* [Set problem]: Convert everything from the row containing "Isolate woman's hand" down to the row containing "left=3, top=36, right=319, bottom=270" into a two-column CSV with the headers instruction and boxes. Make one line per row: put its instruction text and its boxes each in a single quoted field, turn line breaks into spaces, and leave out the pictures.

* [Source material]:

<<<<

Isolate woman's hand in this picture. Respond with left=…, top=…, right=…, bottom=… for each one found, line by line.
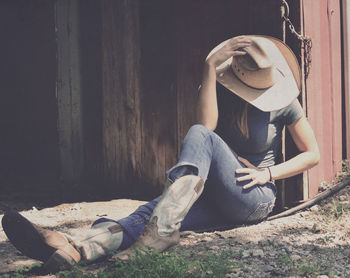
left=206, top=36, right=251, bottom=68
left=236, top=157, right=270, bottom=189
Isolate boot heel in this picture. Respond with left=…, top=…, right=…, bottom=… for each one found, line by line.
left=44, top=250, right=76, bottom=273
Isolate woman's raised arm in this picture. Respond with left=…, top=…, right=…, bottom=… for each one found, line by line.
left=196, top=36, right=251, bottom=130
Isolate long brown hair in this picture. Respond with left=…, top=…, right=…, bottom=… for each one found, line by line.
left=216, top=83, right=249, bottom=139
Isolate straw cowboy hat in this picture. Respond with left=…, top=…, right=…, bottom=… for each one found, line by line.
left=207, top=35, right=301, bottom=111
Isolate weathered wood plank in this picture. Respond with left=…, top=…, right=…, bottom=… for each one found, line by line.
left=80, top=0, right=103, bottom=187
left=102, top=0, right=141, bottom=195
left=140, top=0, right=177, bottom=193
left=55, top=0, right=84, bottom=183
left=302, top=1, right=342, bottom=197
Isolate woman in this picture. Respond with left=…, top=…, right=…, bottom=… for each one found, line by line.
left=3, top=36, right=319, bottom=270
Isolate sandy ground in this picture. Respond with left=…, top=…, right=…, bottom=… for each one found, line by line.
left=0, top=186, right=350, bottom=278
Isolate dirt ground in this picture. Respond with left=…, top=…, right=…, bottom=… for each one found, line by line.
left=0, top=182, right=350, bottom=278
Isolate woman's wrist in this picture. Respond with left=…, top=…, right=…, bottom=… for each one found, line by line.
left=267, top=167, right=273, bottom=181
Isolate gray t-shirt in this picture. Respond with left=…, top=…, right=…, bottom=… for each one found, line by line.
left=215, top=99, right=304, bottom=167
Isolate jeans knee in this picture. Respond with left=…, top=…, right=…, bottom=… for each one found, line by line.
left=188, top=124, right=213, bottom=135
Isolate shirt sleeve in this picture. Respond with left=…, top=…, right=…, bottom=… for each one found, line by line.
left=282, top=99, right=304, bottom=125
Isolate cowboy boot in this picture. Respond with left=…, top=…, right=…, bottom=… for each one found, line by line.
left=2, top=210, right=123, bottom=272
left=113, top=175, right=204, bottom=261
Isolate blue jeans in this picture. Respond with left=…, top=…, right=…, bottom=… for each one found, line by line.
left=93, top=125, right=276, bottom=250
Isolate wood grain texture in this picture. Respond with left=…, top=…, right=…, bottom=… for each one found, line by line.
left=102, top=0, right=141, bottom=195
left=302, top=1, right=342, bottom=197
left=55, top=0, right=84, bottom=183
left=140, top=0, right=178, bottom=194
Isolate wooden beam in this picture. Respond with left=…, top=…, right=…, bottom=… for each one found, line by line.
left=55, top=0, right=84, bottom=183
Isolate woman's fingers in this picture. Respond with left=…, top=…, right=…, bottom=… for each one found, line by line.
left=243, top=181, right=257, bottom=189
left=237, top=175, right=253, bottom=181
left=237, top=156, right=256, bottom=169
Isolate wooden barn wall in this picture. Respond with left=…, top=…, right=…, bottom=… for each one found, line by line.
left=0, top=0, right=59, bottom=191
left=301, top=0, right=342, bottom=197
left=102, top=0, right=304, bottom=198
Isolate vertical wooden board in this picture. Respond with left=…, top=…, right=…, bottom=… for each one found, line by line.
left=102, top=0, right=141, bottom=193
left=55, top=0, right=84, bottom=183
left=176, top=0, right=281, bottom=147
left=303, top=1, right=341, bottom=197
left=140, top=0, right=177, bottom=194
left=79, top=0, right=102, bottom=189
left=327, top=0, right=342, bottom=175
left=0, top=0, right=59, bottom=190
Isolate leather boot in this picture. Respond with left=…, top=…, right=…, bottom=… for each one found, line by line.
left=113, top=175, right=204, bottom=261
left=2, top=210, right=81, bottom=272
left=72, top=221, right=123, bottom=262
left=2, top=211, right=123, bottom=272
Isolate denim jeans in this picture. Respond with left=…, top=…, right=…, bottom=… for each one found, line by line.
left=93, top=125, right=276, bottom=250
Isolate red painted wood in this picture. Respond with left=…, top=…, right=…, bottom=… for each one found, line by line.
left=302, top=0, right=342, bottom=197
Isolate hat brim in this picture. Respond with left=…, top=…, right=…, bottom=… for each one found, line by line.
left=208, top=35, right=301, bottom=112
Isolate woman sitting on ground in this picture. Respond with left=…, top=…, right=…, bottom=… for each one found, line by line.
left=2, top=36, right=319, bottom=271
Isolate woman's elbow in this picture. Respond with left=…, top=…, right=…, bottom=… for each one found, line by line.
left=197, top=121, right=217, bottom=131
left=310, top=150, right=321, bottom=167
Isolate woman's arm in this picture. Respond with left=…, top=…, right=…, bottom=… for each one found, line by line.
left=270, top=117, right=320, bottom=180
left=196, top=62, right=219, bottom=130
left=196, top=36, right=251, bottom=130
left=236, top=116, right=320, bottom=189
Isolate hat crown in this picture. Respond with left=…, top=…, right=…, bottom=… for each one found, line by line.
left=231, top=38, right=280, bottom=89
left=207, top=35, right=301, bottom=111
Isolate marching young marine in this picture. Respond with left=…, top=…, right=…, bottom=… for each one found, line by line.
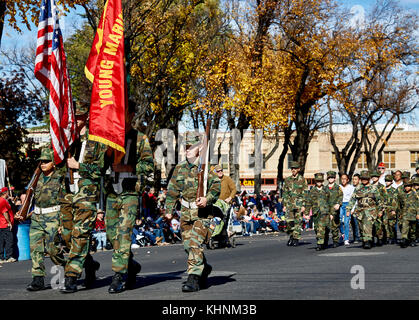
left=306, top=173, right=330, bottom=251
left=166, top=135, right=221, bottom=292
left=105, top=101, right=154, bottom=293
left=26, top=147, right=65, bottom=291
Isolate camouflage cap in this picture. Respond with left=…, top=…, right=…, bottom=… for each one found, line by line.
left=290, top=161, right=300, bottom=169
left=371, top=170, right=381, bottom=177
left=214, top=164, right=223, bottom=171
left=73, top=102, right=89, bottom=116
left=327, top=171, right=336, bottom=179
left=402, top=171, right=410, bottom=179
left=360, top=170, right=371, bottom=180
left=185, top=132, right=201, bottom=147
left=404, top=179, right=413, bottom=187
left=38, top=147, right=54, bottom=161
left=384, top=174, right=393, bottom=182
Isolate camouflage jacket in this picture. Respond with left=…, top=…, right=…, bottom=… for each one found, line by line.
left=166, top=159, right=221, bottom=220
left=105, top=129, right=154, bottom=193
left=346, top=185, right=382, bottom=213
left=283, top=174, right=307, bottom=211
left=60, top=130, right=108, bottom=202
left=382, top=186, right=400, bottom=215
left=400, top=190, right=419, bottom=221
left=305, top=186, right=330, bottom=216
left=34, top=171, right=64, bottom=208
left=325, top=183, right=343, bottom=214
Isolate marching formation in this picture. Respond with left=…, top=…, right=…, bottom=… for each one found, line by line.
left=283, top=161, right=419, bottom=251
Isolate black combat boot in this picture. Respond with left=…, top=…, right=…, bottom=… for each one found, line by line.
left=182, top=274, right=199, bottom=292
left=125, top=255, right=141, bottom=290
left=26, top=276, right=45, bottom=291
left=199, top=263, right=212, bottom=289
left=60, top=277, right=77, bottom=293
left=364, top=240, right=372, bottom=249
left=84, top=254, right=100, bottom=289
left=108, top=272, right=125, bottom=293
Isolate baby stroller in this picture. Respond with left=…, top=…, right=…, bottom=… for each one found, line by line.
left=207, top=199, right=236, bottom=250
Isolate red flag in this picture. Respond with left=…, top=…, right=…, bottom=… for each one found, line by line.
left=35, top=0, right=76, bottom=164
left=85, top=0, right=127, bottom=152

>>>>
<<<<

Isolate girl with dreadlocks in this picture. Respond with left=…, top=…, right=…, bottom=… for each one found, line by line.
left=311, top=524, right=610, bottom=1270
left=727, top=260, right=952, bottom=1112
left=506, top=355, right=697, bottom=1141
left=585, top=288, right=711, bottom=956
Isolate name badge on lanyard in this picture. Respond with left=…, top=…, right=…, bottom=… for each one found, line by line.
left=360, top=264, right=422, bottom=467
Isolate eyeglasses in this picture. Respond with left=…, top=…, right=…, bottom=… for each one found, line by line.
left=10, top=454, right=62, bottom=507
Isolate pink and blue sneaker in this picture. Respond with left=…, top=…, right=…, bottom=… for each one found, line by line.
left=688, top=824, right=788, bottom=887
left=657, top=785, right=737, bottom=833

>>>>
<<<<

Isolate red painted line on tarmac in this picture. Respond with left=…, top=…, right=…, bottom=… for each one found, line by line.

>>>>

* [Problem solution]:
instruction,boxes
"Isolate woman's hand in this picture. Respond with left=…, top=…, right=…, bottom=… for each one found, line by line.","left=206, top=36, right=251, bottom=68 left=236, top=157, right=270, bottom=189"
"Isolate boot heel in this picture. Respond with left=…, top=…, right=…, bottom=… for each one found, line by line.","left=44, top=250, right=76, bottom=273"
"Isolate woman's raised arm in this picture. Respond with left=…, top=…, right=…, bottom=… for each one found, line by line.","left=196, top=36, right=251, bottom=130"
"Isolate long brown hair in this picture. Respond with left=…, top=…, right=…, bottom=… for each one found, line by line.","left=216, top=83, right=249, bottom=139"
"Isolate straw cowboy hat in this picture. Respond with left=…, top=…, right=…, bottom=… for each one found, line by line.","left=207, top=35, right=301, bottom=111"
"Isolate weathered wood plank in this picture. Respond with left=…, top=…, right=…, bottom=… for each one found, line by line.","left=80, top=0, right=103, bottom=187 left=102, top=0, right=141, bottom=195 left=140, top=0, right=177, bottom=193 left=55, top=0, right=84, bottom=183 left=302, top=1, right=342, bottom=197"
"Isolate woman in this picture. Respond with left=…, top=…, right=…, bottom=… for each one found, line by line.","left=3, top=36, right=319, bottom=270"